> EXTRACTO DE PÁGINA:
★ ★ ★ ★ ★

En sus largos e in­quietos períodos de alejamiento del poder, Churchill ha desahogado la impaciencia y los resentimientos no sólo en pasatiempos como la pintura, los viajes y actuando de alba­ñil, sino asimismo en la actividad literaria, llevada a cabo con tenacidad profesional y una fecundidad igualada por muy pocos autores contemporáneos.

Se calcula que du­rante su forzada ausencia del gobierno des­de 1930 a 1939, fase por él definida como «los años perdidos», escribió una media anual de un millón de palabras, lo que equivale a diez novelas de extensión nor­mal.

Además de la obra narrativa ya ci­tada — que, según dijo, le sirvió para impe­dirle acercarse en adelante de nuevo a este género literario —, cinco libros de crónicas de hechos bélicos, varios opúsculos de ca­rácter político y doce voluminosos tomos de discursos, Churchill ha publicado la biogra­fía de’ su padre, Lord Randolph Churchill (1906); la historia de la primera Guerra Mundial, The World Crisis, en cuatro volú­menes (1923-29); un ensayo autobiográfico, My Early Life (1930); The Eastern Front (1931); Thoughts and Adventures, colec­ción de artículos refundidos en forma na­rrativa (1932); la monumental biografía de su antepasado Marlborough: His Life and Times (1933-38), en cuatro tomos; la serie de perfiles Great Contemporaries (1937); nuevos trabajos periodísticos, Stop to stop (1938), y sus memorias de la segunda Gue­rra Mundial, en seis volúmenes: The Gathering Storm (1948), Their Finest Hour (1949), The Granel Alliance (1950), The Hinge oj Fate (1951), Closing the Ring (1952) y Triumph and Tragedy (1954; v. Memorias).

Esta obra, y, en general, toda su labor his­tórica, valióle en 1953 el premio Nobel de Literatura, no otorgado hasta ahora a nin­gún otro historiador a excepción de Theodor Mommsen. Cumplidos los ochenta años, hubo de dejar el cargo de primer ministro que ocupaba desde las elecciones de 1951.

No obstante la grave dolencia que le afectó hallándose en el poder, el cansancio, los honores (en 1953, la reina le nombró Caba­llero de la Jarretera con el tratamiento de «Sir»; pero ha rehusado siempre los títulos nobiliarios porque le obligaban a pasar a la Cámara de los Lores, alejándole no sólo a él, sino también a su hijo, del apreciado y ambicionado escaño en la de los Comu­nes) y la avanzada edad, Churchill reanudó la obra monumental que había iniciado ya veinte años antes: la Historia de los pueblos de lengua inglesa.

★ ★ ★ ★ ★

> DATOS GUARDADOS:
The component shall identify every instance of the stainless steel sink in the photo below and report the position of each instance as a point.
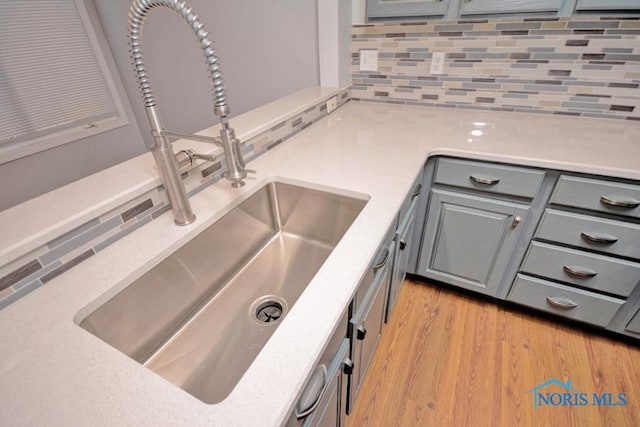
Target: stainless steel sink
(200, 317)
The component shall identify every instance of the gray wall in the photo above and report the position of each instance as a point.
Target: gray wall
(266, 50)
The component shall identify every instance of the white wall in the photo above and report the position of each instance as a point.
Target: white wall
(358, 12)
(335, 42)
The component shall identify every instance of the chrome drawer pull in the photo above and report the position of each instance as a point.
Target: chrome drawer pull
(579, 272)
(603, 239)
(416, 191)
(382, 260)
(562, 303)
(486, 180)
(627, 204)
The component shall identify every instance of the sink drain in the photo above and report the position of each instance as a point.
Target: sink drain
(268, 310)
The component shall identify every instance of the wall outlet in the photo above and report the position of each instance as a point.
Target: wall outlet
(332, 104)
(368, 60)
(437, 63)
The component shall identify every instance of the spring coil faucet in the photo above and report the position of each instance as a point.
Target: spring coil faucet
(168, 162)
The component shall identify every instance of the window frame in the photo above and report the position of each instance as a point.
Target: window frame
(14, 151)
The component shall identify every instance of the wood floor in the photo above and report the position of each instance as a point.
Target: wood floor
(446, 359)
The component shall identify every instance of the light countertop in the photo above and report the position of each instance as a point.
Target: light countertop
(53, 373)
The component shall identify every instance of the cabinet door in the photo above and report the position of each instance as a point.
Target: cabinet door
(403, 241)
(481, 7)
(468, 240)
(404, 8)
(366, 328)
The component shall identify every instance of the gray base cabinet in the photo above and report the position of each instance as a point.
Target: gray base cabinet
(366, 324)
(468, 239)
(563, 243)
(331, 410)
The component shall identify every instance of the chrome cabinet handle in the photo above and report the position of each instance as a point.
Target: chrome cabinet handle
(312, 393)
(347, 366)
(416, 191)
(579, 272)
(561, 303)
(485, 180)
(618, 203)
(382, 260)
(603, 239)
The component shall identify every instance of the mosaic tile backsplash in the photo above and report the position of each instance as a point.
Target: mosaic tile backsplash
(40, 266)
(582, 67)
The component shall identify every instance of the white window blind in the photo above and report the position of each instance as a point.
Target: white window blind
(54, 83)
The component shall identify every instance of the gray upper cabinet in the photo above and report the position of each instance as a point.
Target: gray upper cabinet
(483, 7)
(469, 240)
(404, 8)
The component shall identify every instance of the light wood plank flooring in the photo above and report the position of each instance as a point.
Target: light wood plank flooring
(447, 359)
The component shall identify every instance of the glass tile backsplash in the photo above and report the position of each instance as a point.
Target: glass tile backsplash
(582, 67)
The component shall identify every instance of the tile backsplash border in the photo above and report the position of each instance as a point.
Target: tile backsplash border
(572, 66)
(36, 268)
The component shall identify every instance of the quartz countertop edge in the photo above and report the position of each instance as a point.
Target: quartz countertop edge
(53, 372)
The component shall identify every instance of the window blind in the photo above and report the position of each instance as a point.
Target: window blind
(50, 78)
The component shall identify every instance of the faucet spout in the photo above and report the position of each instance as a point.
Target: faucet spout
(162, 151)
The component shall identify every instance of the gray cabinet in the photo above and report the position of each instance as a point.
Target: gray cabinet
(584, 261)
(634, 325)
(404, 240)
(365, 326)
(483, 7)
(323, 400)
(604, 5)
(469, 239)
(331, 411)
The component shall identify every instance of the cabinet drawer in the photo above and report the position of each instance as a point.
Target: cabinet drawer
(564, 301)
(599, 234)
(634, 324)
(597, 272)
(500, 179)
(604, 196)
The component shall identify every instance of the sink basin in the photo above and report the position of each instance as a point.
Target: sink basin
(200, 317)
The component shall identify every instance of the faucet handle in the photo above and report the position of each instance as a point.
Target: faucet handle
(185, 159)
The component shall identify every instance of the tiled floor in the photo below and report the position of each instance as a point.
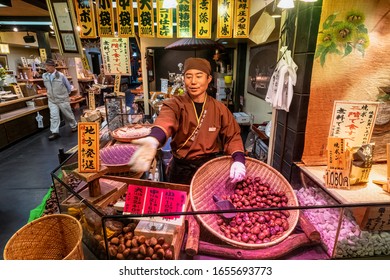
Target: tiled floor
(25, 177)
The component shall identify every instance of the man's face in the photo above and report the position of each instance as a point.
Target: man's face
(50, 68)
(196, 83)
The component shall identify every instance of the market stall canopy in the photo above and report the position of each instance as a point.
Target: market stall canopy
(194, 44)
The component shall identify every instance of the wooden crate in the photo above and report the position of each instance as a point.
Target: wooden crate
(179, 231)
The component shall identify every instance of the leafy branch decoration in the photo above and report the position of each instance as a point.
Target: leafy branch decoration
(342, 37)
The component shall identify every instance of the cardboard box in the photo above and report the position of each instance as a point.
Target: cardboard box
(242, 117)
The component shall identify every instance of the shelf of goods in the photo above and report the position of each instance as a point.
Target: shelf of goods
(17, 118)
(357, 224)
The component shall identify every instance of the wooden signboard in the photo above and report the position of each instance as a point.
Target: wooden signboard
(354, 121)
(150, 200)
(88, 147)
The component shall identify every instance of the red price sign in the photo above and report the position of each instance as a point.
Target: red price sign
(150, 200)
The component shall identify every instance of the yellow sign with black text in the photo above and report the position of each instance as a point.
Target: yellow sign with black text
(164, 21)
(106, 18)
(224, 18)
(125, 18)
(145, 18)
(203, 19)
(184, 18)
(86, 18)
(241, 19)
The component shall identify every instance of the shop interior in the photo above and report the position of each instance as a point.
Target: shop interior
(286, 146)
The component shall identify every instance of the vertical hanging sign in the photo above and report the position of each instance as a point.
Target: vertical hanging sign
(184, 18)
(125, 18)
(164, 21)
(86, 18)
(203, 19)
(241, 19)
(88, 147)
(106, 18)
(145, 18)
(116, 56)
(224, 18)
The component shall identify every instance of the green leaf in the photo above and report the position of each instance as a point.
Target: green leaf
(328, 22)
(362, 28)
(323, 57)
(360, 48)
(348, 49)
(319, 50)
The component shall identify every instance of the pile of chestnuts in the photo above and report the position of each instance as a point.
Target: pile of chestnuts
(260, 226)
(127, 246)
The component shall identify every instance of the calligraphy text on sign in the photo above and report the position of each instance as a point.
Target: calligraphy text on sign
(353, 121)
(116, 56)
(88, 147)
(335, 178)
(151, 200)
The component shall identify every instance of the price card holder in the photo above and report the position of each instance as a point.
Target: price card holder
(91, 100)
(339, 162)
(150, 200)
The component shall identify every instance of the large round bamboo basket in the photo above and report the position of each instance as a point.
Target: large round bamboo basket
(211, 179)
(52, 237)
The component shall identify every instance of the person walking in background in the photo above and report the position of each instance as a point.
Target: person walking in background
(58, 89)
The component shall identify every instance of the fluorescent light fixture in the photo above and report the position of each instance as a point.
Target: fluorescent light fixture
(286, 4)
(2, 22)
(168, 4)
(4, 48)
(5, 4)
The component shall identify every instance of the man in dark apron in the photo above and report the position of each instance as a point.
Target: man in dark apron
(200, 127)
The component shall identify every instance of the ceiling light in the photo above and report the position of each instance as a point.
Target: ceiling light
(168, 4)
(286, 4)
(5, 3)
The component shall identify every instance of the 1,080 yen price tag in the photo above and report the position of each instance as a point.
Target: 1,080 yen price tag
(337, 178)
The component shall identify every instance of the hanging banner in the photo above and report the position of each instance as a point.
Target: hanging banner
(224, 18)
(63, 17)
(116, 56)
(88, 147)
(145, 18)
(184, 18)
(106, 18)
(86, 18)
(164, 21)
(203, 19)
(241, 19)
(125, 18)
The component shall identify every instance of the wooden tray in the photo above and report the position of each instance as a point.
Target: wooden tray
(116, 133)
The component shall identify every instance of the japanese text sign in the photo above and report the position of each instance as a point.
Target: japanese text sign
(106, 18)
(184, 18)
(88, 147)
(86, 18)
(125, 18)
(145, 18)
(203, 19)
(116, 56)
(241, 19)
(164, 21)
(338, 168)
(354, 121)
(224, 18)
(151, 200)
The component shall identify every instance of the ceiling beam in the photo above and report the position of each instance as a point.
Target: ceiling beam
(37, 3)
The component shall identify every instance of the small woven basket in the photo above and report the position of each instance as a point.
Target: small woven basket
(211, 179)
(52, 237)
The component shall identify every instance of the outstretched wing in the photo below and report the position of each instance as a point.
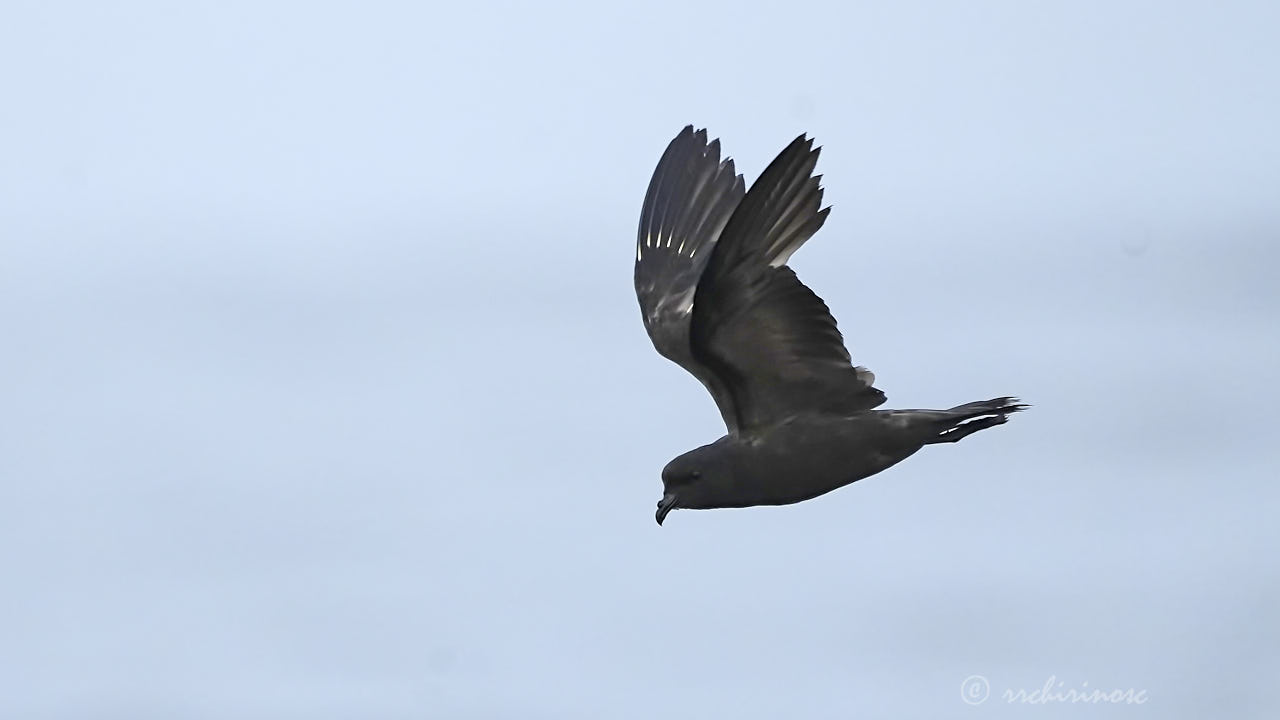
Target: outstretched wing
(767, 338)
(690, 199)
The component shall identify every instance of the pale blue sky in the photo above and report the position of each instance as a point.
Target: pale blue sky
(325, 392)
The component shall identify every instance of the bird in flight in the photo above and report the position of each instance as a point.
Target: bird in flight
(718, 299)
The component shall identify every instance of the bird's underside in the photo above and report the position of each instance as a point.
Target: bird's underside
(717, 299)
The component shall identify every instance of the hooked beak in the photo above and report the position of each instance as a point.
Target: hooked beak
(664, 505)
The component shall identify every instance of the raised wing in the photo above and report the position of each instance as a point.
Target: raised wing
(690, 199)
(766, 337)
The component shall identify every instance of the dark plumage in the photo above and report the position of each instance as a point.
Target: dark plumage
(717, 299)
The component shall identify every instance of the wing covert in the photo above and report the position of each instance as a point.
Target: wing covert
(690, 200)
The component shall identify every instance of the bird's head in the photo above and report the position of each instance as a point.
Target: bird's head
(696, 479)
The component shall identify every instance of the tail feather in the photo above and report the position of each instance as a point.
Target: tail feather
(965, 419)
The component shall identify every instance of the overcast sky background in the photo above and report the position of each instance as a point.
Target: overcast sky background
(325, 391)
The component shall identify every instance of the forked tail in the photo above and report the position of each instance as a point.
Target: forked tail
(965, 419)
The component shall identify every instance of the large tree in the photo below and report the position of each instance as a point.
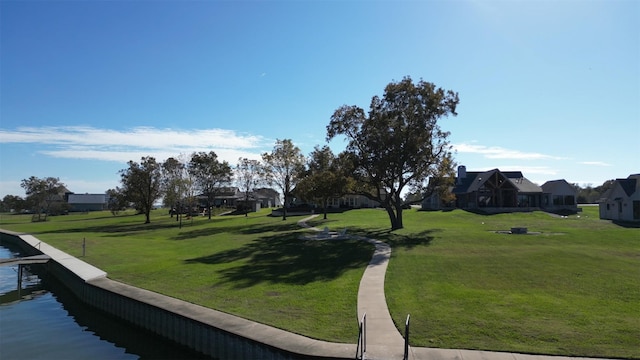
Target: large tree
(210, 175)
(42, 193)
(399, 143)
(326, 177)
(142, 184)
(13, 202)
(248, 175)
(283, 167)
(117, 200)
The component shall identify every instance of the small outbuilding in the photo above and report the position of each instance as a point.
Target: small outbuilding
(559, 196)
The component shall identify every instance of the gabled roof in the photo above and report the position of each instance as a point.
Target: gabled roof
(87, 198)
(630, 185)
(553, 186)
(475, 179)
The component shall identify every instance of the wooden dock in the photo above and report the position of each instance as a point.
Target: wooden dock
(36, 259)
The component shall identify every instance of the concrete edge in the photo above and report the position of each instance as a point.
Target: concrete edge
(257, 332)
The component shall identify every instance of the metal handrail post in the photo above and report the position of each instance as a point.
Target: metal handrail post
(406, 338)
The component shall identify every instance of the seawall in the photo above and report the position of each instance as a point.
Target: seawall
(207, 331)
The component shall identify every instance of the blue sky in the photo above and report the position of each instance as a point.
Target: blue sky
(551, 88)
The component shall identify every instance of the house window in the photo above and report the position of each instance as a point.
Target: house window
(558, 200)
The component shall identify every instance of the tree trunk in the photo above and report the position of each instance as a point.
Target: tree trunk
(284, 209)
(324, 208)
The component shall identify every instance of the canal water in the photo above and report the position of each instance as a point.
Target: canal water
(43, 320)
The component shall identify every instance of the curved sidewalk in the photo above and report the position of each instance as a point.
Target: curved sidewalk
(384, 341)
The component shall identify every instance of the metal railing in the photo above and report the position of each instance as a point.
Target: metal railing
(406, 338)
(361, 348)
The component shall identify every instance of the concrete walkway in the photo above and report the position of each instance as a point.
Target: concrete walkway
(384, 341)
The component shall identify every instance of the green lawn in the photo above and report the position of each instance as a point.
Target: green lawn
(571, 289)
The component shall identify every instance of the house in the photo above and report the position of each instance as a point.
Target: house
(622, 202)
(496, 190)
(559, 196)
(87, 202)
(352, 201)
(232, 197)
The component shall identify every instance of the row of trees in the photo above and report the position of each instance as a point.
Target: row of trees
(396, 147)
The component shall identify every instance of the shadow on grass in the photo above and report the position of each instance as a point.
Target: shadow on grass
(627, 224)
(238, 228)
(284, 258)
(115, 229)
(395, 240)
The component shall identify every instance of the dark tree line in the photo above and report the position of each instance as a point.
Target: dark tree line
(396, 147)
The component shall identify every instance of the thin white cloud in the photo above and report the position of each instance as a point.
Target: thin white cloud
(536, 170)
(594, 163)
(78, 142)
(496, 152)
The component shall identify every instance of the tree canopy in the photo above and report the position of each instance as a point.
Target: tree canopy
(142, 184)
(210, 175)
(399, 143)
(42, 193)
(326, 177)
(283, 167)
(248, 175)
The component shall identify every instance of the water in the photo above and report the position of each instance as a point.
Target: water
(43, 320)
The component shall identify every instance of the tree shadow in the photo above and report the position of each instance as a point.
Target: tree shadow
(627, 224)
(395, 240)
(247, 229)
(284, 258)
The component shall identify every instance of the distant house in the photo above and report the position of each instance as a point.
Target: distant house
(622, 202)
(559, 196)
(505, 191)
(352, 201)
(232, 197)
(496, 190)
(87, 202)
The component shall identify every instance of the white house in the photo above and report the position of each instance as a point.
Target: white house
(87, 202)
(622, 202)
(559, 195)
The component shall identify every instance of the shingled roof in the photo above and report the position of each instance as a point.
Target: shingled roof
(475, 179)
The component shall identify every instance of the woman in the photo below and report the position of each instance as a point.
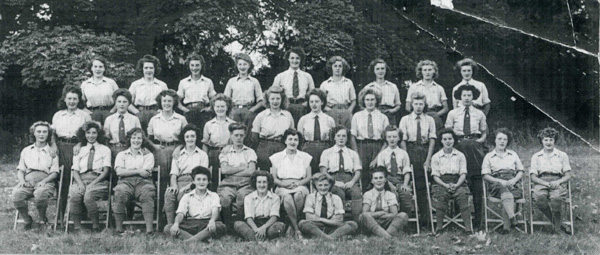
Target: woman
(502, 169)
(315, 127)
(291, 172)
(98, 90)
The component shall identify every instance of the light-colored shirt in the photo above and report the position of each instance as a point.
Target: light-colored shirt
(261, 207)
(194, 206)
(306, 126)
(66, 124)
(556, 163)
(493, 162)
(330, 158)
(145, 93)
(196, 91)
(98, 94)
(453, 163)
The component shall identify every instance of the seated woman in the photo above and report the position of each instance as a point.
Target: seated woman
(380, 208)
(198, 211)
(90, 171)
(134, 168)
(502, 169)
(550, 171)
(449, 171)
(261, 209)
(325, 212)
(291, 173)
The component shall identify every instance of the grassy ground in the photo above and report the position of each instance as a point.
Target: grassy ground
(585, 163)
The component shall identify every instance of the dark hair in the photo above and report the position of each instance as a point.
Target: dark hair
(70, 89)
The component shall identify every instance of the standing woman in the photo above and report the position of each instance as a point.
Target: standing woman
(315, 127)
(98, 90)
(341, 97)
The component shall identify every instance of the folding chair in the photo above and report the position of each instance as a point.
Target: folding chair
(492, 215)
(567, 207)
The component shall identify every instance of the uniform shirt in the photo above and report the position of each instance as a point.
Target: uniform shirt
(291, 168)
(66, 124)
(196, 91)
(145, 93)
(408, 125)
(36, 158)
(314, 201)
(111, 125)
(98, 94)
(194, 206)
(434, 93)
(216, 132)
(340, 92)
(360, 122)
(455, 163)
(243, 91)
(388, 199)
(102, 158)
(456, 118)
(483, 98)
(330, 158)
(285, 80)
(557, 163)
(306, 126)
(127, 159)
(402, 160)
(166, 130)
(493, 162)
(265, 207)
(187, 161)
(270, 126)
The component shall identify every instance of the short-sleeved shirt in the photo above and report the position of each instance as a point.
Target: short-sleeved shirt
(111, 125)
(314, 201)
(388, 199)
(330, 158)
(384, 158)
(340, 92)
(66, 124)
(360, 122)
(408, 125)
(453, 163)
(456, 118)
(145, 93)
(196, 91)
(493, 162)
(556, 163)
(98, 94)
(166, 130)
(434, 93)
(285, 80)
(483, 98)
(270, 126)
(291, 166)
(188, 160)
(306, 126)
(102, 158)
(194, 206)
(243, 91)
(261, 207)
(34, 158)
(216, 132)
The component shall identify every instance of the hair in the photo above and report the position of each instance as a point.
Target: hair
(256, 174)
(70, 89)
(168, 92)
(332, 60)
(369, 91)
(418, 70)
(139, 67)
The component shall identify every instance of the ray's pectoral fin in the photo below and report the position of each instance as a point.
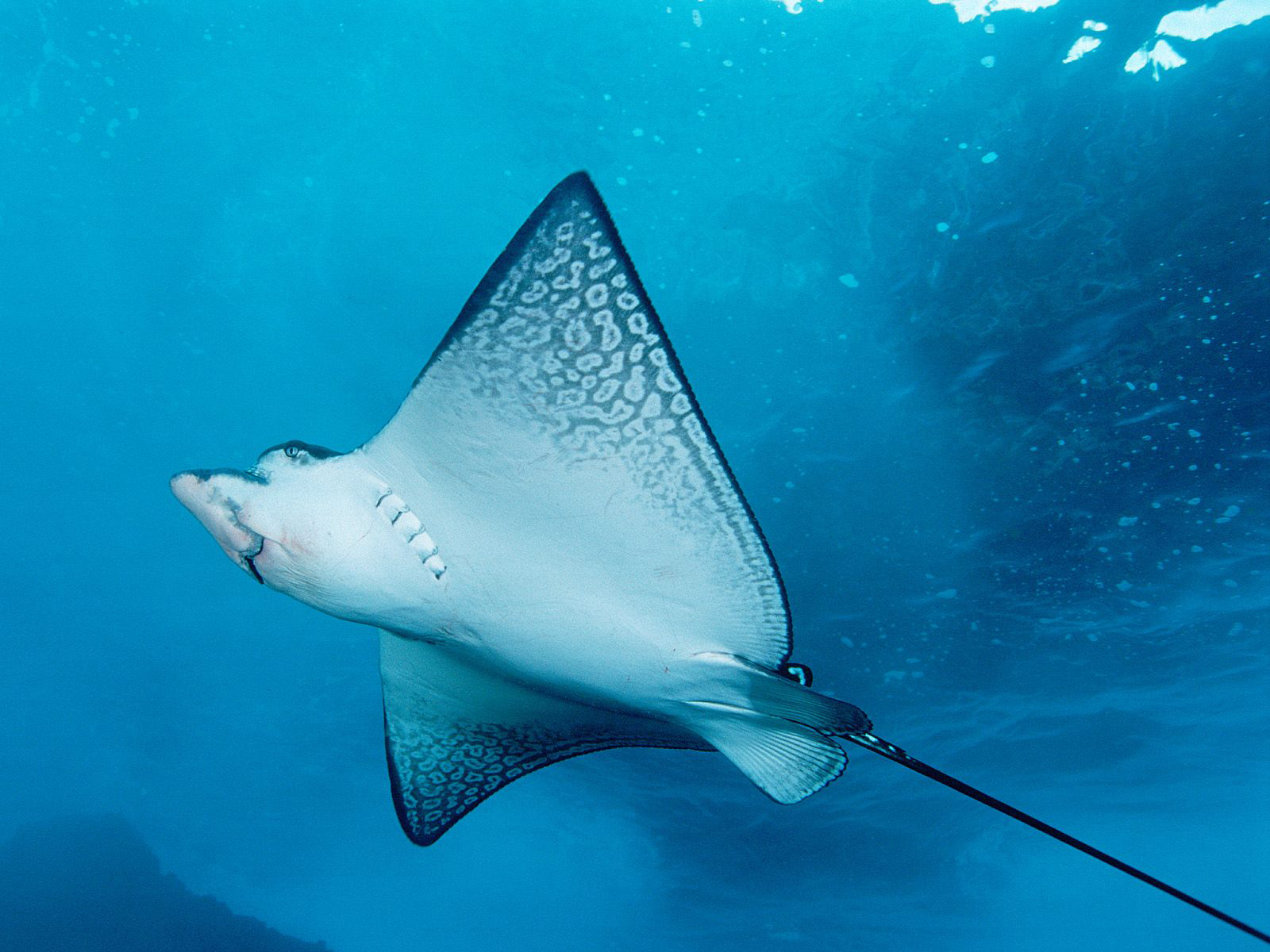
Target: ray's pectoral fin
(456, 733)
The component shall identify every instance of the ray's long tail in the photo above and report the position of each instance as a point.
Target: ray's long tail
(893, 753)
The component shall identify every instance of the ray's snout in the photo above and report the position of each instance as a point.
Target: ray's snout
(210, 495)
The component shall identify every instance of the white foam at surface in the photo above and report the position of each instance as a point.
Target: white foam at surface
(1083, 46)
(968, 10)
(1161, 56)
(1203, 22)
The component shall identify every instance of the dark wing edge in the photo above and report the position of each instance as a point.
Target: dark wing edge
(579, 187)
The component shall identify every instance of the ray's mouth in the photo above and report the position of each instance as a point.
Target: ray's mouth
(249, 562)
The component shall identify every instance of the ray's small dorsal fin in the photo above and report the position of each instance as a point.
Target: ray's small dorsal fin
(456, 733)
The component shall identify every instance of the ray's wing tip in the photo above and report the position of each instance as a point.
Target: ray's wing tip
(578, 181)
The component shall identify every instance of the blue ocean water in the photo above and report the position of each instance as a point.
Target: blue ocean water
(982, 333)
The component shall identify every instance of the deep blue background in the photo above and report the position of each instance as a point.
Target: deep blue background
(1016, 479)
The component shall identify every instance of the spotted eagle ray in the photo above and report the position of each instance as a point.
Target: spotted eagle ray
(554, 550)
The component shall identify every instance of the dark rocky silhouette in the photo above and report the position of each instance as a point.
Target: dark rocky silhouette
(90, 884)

★ ★ ★ ★ ★

> ACTIVIDAD 1: Resume en dos oraciones el texto sobre la obra literaria de Churchill.
> ACTIVIDAD 2: Continúa el texto sobre la obra literaria de Churchill a partir de su última oración.

> RESPUESTA FINAL 1: En sus períodos alejado del poder, Churchill se desahogó con la pintura, los viajes, el trabajo de albañil y una actividad literaria de gran fecundidad: entre 1930 y 1939 escribió una media de un millón de palabras al año, y su obra reúne biografías, historias de las dos guerras mundiales, discursos y memorias. Su labor histórica le valió el premio Nobel de Literatura en 1953, y, tras dejar el cargo de primer ministro cumplidos los ochenta años, reanudó la Historia de los pueblos de lengua inglesa, iniciada veinte años antes.

> RESPUESTA FINAL 2:
En 1956 entregó a la imprenta su voluminoso primer tomo: The Birth of Britain, que abarca el período com­prendido desde los orígenes de la Gran Bre­taña hasta fines del siglo XV. El estilo de Churchill refleja los sobresalientes méritos y los defectos de tan elevada personalidad. Su oratoria, que le sitúa junto a Rosebery y Gladstone y le concede un puesto en la his­toria de la literatura, más que en ciertos modelos de la pasada centuria, época in­justa con su padre y contra la cual rebe­lóse el hijo, se inspira en la de Burke, ca­racterística del siglo XVIII; y aun cuando a veces revele en algunos errores la frus­trada asimilación, durante su juventud, de los ejemplos clásicos, en las grandes oca­siones se manifiesta perfectamente a la al­tura de las circunstancias.

El hábito orato­rio no deja de pesar en los textos históricos, cuyo volumen y urgencia suelen motivar extrañas desigualdades; por ello, junto a conclusiones aforísticas o poéticas, aparecen documentos que resultan descarnados y bu­rocráticos, y algunas expresiones claramente discordes, debidas a la pluma de los cola­boradores, son dejadas tal cual. Churchill es un maestro del aforismo breve: «La hierba re­nace en los campos de batalla, pero no en los patíbulos».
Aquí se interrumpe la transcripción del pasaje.